**Requirement:** Reproduce the listing below verbatim, every line in order with no changes.

········

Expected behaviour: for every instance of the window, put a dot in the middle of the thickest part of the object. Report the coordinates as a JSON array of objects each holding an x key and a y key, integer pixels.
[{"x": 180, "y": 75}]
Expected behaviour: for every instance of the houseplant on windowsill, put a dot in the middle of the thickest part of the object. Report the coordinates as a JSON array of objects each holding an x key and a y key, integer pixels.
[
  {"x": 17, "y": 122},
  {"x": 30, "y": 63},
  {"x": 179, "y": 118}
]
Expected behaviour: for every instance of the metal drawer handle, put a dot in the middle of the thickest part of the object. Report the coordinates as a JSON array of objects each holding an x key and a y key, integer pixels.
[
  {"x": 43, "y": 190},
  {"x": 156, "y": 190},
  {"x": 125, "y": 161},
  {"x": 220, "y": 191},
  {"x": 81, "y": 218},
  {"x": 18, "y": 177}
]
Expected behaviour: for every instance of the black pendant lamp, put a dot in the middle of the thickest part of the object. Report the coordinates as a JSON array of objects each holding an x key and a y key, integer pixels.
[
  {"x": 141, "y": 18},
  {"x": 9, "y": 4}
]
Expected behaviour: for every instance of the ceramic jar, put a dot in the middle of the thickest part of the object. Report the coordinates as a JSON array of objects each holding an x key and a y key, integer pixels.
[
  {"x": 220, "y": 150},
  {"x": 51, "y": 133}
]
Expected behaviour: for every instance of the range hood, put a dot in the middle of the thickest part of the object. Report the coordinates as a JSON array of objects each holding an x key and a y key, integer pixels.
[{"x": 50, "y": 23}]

········

**Output below:**
Expected behaviour: for every instance of the window, put a dot in the middle of the thickest part of the object. Report the coordinates as a JSON array of objects each holding an x key and a y key, integer pixels.
[{"x": 180, "y": 75}]
Expected behaviour: for every instance of the houseplant on windowsill, put a dot in the middle of the thickest part of the object. Report the coordinates as a JSON array of objects each holding an x key and a y key, integer pixels.
[
  {"x": 17, "y": 122},
  {"x": 30, "y": 63},
  {"x": 179, "y": 118}
]
Expected behaviour: for every instance of the metal drawer handle, put a dot in the middle of the thickest part of the object. Report the coordinates as a JSON array of objects each holding an x key and a y key, integer pixels.
[
  {"x": 43, "y": 190},
  {"x": 156, "y": 190},
  {"x": 125, "y": 161},
  {"x": 220, "y": 191},
  {"x": 81, "y": 218},
  {"x": 18, "y": 177}
]
Expected behaviour: for every instance of the black pendant lamp, put a dot in the middle of the thickest part of the object. Report the coordinates as a JSON array of objects each holding an x key and a y key, integer pixels.
[
  {"x": 141, "y": 18},
  {"x": 9, "y": 4}
]
Expected behaviour: for every instance of the ceramic jar, put a dot in the middle of the thickest part of the object. Report the coordinates as a JSON array of objects each holding an x key and a y key, integer pixels.
[
  {"x": 220, "y": 150},
  {"x": 51, "y": 133}
]
Expected behaviour: for every instance of the range hood, put a dot in the middle of the thickest part of the object. Report the coordinates as a JSON array of objects each holding an x key and a y key, integer pixels.
[{"x": 50, "y": 23}]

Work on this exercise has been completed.